Problem details
Extract every line of the material that contains the string "window". The match is case-sensitive.

Dataset records
++++++++

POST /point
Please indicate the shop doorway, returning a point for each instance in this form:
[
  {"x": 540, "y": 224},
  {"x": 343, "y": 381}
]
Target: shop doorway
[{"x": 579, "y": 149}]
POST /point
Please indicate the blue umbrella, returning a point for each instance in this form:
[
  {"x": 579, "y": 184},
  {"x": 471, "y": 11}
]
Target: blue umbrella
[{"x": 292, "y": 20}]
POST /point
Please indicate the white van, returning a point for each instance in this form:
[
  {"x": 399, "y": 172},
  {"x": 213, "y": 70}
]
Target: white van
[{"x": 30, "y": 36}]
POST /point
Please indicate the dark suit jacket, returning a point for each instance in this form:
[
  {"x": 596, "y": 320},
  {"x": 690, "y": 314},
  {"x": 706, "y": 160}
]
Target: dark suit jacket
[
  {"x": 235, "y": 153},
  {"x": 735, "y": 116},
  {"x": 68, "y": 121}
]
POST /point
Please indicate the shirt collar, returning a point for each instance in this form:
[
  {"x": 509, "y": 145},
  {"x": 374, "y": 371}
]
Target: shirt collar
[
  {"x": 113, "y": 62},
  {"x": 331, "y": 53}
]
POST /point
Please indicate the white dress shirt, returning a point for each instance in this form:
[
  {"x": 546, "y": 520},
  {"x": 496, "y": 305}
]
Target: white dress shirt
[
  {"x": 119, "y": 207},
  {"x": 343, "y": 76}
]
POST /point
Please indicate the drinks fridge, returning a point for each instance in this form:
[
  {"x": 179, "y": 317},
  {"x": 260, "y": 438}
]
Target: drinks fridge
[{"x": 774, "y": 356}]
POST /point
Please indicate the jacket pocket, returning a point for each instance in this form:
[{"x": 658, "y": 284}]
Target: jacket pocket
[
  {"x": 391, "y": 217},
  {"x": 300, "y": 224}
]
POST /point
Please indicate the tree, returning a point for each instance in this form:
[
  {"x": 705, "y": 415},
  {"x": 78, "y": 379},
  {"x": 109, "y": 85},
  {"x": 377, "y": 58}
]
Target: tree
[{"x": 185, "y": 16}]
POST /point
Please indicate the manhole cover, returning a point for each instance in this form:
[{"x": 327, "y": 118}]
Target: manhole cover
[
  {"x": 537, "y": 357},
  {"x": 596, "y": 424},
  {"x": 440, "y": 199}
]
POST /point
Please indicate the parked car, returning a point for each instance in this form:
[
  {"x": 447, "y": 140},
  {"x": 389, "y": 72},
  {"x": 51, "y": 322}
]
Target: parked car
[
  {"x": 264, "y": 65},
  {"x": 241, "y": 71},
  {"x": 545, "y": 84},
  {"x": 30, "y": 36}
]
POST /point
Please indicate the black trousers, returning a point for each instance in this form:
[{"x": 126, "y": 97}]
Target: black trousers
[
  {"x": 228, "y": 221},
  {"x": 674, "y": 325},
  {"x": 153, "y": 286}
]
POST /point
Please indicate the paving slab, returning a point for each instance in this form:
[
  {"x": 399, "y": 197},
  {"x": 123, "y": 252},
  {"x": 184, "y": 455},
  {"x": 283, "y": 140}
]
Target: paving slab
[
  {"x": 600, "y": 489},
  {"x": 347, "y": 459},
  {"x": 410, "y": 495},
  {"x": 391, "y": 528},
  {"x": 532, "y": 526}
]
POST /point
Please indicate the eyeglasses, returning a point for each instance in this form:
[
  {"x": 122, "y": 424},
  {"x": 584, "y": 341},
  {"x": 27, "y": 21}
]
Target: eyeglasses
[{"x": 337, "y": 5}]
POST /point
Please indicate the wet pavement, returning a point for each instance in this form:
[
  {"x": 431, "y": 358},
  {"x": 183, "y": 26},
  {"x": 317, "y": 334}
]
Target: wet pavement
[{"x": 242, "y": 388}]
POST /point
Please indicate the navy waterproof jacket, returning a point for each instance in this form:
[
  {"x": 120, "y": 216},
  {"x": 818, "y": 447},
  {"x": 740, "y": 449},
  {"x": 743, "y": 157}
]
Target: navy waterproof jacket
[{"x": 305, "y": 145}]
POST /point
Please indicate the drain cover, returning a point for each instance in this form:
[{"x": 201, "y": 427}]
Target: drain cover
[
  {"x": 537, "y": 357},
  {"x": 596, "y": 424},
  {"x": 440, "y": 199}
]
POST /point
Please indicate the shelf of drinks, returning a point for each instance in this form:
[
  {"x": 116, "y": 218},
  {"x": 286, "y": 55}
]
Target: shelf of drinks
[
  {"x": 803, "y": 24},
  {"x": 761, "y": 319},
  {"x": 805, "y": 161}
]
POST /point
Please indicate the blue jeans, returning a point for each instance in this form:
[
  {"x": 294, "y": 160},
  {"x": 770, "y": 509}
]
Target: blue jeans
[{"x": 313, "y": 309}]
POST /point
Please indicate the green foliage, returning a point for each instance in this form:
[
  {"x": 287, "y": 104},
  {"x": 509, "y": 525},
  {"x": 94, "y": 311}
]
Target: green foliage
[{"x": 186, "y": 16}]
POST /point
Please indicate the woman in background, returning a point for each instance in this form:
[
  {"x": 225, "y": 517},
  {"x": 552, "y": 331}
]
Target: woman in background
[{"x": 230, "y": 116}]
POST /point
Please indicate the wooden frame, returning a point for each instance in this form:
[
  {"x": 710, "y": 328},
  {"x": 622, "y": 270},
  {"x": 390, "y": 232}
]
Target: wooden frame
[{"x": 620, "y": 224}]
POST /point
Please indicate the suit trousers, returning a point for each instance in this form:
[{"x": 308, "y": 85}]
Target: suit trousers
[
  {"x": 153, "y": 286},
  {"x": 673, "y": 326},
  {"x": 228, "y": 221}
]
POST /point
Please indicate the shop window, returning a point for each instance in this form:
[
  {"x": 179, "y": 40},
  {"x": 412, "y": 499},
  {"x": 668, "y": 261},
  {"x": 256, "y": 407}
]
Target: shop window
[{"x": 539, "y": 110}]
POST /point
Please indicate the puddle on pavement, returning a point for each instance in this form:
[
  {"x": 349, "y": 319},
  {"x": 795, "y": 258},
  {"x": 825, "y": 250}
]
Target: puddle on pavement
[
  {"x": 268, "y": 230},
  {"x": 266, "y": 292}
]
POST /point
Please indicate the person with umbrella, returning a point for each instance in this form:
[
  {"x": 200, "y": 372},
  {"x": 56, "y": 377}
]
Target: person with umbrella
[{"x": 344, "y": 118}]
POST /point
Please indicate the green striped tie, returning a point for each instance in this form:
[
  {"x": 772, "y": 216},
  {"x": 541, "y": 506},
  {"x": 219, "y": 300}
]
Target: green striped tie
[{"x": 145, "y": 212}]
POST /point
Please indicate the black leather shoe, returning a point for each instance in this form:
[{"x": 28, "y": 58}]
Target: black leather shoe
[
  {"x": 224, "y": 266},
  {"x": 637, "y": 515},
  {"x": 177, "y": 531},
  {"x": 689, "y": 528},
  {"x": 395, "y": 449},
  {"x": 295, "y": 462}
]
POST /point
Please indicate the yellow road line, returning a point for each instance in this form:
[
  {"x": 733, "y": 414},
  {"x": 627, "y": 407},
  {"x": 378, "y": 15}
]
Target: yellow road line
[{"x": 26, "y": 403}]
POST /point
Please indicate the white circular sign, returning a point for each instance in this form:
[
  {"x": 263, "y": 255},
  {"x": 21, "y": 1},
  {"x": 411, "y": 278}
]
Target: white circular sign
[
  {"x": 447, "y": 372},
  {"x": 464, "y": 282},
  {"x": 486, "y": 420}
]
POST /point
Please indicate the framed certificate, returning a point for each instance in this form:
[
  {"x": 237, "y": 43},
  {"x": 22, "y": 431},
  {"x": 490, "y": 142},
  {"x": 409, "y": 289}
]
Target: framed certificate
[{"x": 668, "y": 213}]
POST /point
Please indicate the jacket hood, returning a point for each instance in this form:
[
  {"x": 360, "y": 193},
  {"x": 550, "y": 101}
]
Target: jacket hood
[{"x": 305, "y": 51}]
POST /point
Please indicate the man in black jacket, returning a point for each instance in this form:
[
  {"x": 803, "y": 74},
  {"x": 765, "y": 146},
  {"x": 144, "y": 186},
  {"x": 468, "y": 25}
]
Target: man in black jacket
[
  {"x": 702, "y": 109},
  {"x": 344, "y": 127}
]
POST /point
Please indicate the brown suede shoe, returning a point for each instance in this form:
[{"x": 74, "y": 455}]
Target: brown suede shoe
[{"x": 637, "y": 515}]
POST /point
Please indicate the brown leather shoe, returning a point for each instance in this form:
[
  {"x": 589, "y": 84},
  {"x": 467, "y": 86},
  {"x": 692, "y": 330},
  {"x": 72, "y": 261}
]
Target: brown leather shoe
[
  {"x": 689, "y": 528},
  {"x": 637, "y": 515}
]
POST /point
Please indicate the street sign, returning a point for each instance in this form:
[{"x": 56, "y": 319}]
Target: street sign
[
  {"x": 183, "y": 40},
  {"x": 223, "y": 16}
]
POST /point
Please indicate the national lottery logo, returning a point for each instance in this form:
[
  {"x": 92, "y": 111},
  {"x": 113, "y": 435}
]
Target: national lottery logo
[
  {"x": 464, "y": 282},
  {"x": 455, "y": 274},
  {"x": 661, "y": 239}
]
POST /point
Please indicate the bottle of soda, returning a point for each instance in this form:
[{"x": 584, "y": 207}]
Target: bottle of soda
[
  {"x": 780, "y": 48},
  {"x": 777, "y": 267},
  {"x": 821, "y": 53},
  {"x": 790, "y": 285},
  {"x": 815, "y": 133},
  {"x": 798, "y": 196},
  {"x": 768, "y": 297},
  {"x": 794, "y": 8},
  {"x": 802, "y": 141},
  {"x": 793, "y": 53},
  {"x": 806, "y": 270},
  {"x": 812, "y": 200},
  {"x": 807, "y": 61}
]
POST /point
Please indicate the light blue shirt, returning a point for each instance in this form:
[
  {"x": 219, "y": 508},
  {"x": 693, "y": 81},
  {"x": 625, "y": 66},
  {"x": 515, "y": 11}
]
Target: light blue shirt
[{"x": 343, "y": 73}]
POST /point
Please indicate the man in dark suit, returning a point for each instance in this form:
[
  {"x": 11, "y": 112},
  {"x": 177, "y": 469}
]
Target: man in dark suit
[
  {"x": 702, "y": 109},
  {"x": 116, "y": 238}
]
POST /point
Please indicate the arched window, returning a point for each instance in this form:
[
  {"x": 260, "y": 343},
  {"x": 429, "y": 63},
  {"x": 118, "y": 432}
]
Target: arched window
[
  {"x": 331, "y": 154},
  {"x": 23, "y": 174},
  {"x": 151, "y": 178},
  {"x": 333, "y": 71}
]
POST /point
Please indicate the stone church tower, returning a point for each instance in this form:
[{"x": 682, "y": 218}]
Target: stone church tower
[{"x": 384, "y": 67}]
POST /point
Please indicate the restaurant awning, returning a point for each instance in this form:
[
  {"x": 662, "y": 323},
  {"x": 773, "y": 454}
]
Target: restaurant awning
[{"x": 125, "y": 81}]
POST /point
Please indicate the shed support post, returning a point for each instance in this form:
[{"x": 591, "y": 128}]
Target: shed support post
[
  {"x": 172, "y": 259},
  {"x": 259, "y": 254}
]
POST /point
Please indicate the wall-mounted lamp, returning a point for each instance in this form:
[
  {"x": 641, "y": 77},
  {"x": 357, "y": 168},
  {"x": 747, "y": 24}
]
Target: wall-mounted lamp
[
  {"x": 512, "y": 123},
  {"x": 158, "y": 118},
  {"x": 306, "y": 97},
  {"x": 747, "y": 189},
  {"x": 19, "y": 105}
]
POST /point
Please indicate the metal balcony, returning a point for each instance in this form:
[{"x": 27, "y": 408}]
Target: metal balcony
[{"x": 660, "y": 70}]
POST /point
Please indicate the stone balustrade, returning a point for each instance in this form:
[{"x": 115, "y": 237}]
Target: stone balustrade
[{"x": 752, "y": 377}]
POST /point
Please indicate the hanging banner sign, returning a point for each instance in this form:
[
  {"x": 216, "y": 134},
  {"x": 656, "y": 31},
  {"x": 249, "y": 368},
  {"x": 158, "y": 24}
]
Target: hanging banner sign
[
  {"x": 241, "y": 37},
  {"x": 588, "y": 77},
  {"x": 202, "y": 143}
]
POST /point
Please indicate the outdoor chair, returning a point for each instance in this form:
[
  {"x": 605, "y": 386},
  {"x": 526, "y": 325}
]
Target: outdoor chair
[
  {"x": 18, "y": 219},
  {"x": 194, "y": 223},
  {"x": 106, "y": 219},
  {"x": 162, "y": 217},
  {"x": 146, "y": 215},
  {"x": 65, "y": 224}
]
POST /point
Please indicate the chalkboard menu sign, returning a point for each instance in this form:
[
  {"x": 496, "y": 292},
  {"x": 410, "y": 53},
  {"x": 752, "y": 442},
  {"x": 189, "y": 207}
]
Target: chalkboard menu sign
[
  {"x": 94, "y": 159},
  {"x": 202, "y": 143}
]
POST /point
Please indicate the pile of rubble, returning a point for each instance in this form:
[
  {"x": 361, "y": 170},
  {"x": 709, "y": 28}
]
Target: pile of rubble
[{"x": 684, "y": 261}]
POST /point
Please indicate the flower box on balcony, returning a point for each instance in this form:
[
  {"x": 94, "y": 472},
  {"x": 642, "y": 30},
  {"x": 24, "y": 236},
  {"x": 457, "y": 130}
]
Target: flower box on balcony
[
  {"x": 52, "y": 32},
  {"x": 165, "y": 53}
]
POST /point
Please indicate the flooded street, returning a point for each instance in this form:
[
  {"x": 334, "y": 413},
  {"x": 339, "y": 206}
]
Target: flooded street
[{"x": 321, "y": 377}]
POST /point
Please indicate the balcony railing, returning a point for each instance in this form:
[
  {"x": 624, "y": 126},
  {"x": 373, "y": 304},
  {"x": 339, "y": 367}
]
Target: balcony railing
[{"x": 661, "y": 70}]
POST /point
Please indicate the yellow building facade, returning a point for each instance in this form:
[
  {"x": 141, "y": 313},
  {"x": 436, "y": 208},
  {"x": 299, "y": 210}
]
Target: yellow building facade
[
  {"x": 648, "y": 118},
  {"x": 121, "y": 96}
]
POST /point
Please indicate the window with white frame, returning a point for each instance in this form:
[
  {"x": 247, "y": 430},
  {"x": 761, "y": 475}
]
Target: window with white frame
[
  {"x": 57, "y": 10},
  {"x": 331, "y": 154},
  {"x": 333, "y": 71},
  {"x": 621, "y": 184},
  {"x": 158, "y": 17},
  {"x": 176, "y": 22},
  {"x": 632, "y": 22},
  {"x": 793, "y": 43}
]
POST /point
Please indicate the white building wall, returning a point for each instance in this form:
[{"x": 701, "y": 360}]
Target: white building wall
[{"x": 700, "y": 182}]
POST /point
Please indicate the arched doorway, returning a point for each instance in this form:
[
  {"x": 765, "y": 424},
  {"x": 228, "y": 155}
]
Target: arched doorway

++++++++

Result of the task
Please indicate the shop window, returning a point for each instance in this form:
Target: shop window
Please indicate the arched window, returning a point for each instance in this form:
Target: arched window
Please indicate the window with white frame, returning a point for each instance in this form:
Target: window with white frame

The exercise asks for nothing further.